— start —

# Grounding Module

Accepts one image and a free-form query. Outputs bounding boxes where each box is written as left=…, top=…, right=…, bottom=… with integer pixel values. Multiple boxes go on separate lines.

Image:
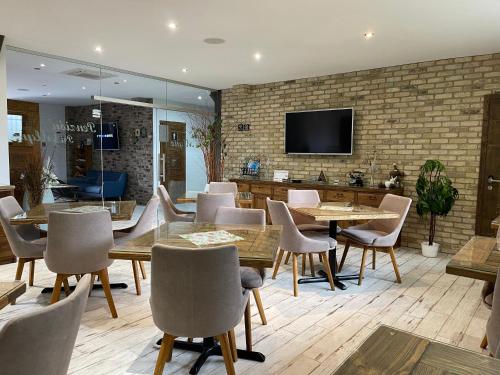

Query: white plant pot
left=420, top=241, right=439, bottom=258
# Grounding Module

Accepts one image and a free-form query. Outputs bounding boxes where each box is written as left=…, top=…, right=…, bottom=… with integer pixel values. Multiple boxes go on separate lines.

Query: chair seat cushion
left=240, top=267, right=265, bottom=289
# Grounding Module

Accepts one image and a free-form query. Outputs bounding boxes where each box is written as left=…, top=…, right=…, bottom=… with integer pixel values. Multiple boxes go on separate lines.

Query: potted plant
left=416, top=160, right=458, bottom=257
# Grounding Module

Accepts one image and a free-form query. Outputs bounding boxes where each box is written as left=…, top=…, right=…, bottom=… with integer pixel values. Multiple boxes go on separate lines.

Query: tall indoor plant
left=416, top=160, right=458, bottom=257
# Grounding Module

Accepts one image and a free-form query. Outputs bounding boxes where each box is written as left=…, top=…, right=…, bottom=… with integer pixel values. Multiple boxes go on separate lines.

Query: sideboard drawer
left=358, top=193, right=385, bottom=207
left=250, top=185, right=273, bottom=196
left=325, top=190, right=355, bottom=203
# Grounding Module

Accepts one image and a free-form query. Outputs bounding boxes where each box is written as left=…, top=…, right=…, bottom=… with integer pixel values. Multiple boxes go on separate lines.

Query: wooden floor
left=0, top=249, right=489, bottom=375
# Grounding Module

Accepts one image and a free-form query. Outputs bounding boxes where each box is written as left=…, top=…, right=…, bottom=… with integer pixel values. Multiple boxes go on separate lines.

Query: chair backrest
left=486, top=268, right=500, bottom=358
left=127, top=195, right=160, bottom=238
left=44, top=210, right=114, bottom=275
left=196, top=193, right=236, bottom=224
left=208, top=182, right=238, bottom=197
left=288, top=189, right=321, bottom=207
left=0, top=196, right=40, bottom=257
left=150, top=245, right=247, bottom=337
left=215, top=207, right=266, bottom=225
left=0, top=275, right=90, bottom=375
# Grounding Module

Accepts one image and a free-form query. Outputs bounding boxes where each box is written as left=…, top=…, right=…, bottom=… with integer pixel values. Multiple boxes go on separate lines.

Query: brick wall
left=222, top=53, right=500, bottom=252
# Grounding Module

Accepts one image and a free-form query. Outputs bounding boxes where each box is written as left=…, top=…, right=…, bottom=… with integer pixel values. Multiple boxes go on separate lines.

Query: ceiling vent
left=62, top=68, right=117, bottom=81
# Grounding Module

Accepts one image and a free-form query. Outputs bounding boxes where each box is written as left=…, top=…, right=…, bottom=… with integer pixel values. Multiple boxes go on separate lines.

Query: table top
left=333, top=325, right=500, bottom=375
left=289, top=202, right=399, bottom=221
left=0, top=281, right=26, bottom=310
left=446, top=236, right=500, bottom=283
left=10, top=201, right=136, bottom=225
left=109, top=222, right=282, bottom=268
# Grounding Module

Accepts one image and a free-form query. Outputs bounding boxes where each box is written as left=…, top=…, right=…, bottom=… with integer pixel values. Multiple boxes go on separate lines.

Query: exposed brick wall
left=222, top=53, right=500, bottom=252
left=66, top=103, right=153, bottom=204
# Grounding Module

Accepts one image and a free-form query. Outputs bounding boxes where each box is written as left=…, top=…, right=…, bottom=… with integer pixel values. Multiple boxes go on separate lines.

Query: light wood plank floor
left=0, top=249, right=489, bottom=375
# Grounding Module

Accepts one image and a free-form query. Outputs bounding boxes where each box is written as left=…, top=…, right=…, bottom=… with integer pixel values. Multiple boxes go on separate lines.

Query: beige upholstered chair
left=44, top=210, right=118, bottom=318
left=113, top=195, right=160, bottom=296
left=158, top=185, right=196, bottom=223
left=195, top=193, right=235, bottom=224
left=339, top=194, right=411, bottom=285
left=0, top=197, right=47, bottom=286
left=0, top=275, right=90, bottom=375
left=150, top=244, right=249, bottom=375
left=215, top=207, right=267, bottom=325
left=208, top=182, right=238, bottom=198
left=267, top=198, right=337, bottom=297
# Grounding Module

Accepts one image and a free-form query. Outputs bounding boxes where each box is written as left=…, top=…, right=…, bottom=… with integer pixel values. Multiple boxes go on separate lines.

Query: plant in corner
left=416, top=160, right=458, bottom=257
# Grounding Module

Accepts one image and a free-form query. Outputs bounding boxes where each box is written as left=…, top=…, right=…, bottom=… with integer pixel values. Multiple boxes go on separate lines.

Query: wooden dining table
left=331, top=325, right=500, bottom=375
left=288, top=202, right=399, bottom=290
left=10, top=201, right=136, bottom=225
left=446, top=236, right=500, bottom=283
left=0, top=281, right=26, bottom=310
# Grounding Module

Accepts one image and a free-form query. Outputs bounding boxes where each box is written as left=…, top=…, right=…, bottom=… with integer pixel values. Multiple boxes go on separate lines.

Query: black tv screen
left=285, top=108, right=354, bottom=155
left=94, top=122, right=120, bottom=150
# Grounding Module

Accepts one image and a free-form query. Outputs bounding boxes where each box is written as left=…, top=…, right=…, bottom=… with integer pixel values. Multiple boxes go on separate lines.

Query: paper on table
left=180, top=230, right=244, bottom=246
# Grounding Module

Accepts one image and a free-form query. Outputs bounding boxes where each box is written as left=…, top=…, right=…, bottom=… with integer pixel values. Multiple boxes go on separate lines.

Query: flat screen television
left=94, top=122, right=120, bottom=150
left=285, top=108, right=354, bottom=155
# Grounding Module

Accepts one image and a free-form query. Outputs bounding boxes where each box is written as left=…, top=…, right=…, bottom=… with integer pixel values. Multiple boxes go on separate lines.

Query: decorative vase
left=420, top=241, right=439, bottom=258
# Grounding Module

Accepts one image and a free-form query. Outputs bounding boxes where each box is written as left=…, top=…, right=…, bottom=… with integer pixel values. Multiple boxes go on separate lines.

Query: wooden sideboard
left=0, top=185, right=16, bottom=264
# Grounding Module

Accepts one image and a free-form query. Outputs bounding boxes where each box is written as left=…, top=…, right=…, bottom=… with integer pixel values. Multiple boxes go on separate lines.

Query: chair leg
left=15, top=258, right=26, bottom=280
left=245, top=300, right=252, bottom=351
left=292, top=253, right=299, bottom=297
left=338, top=241, right=351, bottom=272
left=97, top=268, right=118, bottom=318
left=132, top=260, right=141, bottom=296
left=252, top=288, right=267, bottom=325
left=320, top=252, right=335, bottom=290
left=309, top=253, right=316, bottom=277
left=50, top=274, right=64, bottom=305
left=217, top=333, right=236, bottom=375
left=227, top=329, right=238, bottom=362
left=154, top=333, right=175, bottom=375
left=358, top=246, right=368, bottom=285
left=139, top=260, right=148, bottom=280
left=28, top=259, right=35, bottom=286
left=389, top=246, right=401, bottom=284
left=272, top=249, right=285, bottom=279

— end —

- **What the task asks**
Show each line of the material above that contains the word "plant", copied in full. Only matches in the same case count.

- **Solution for this exercise**
Query: white plant pot
Query: potted plant
Query: tall indoor plant
Query: plant in corner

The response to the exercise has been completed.